>> Start Dataset extract
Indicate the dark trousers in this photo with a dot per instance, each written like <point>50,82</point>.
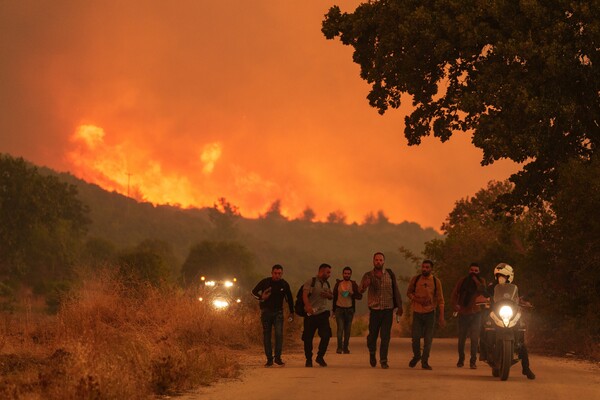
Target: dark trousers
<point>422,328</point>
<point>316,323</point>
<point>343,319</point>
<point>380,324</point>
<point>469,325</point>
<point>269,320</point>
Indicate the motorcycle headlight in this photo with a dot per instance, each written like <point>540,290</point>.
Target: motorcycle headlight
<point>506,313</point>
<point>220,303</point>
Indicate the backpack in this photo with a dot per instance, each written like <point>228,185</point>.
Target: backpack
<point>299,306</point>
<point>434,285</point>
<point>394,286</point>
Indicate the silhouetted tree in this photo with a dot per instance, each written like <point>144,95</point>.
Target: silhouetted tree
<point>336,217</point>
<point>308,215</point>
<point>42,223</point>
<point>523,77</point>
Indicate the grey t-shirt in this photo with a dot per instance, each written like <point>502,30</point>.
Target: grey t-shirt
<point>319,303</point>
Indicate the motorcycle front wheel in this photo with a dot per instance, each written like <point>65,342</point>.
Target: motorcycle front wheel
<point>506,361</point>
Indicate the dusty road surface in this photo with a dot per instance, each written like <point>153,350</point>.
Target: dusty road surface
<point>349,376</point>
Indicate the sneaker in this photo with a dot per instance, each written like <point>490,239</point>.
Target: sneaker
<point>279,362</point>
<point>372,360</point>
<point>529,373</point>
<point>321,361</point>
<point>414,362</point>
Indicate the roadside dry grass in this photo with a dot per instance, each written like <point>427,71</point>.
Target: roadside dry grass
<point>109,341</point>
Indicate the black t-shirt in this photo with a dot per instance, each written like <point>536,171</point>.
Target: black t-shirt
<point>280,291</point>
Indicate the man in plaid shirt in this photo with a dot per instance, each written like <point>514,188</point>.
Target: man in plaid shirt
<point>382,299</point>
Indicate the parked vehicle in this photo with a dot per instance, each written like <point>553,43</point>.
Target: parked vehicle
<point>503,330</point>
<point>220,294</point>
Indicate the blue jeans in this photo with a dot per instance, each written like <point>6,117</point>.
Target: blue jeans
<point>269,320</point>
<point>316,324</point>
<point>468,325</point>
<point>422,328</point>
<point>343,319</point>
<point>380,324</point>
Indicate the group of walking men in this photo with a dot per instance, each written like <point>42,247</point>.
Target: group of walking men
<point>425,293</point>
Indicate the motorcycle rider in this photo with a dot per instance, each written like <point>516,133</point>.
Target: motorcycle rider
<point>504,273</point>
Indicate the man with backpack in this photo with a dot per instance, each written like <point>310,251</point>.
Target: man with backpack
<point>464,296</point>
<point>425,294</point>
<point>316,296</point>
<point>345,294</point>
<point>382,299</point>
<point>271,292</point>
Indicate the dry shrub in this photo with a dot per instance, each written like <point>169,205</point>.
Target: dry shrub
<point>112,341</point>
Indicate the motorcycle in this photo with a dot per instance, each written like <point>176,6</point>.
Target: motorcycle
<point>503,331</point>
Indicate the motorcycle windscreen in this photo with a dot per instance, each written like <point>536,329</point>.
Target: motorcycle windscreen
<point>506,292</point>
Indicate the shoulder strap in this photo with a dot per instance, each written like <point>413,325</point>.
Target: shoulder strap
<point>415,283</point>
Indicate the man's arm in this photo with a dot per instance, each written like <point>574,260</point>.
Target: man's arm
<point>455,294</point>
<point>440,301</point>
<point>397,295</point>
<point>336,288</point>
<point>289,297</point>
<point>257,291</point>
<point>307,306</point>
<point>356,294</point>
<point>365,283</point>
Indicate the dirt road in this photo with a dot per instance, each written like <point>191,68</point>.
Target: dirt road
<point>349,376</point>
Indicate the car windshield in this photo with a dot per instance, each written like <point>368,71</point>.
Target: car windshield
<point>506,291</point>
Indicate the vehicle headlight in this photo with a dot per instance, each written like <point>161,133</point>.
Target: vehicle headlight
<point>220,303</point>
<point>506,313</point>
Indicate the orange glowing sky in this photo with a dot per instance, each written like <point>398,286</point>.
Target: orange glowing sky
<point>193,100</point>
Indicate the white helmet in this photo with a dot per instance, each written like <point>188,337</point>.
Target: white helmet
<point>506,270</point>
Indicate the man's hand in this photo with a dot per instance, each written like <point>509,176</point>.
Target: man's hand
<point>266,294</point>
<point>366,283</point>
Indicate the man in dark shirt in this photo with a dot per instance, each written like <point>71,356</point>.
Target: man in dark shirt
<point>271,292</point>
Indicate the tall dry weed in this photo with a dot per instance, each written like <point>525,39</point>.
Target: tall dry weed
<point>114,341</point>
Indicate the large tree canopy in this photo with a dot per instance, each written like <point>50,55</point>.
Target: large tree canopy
>> End Dataset extract
Task statement - Render the data from its first line through the line containing "<point>109,341</point>" as a JSON list of strings, one string per line, with blank lines omitted. Leave the pictures out.

Solution -
[
  "Indicate the dark trousers in this photo with a dot per instance, each written like <point>50,82</point>.",
  "Target: dark trousers",
  "<point>422,328</point>",
  "<point>316,323</point>",
  "<point>343,319</point>",
  "<point>380,324</point>",
  "<point>469,325</point>",
  "<point>269,320</point>",
  "Indicate the motorcycle headlight in this photo with a dot per instance, each written like <point>540,290</point>.",
  "Target: motorcycle headlight",
  "<point>506,313</point>",
  "<point>220,303</point>",
  "Indicate the backpack in this photo with a dot per instance, each written like <point>228,185</point>.",
  "Target: backpack",
  "<point>299,306</point>",
  "<point>434,285</point>",
  "<point>394,286</point>",
  "Indicate the silhouetted tree in this photo with a dot per instance, each written like <point>144,95</point>.",
  "Target: silhouetted tree",
  "<point>336,217</point>",
  "<point>308,215</point>",
  "<point>42,223</point>",
  "<point>523,77</point>",
  "Indicate the grey t-shirt in this photo with a dot per instance, each written like <point>502,30</point>.",
  "Target: grey t-shirt",
  "<point>319,303</point>",
  "Indicate the motorcycle front wheel in this photo with a dot per instance, each written like <point>65,342</point>.",
  "Target: motorcycle front wheel",
  "<point>506,361</point>",
  "Indicate the dusty road surface in this photo with a dot per instance, each written like <point>153,350</point>.",
  "Target: dusty road surface",
  "<point>349,376</point>",
  "Indicate the sneaker in this photo with a dot per instance, each written like <point>490,239</point>.",
  "Target: sneaker",
  "<point>279,362</point>",
  "<point>372,360</point>",
  "<point>529,373</point>",
  "<point>321,361</point>",
  "<point>414,362</point>",
  "Indicate the roadside dry grass in this photo with a dot per instance, each written like <point>427,71</point>.",
  "Target: roadside dry grass",
  "<point>109,341</point>"
]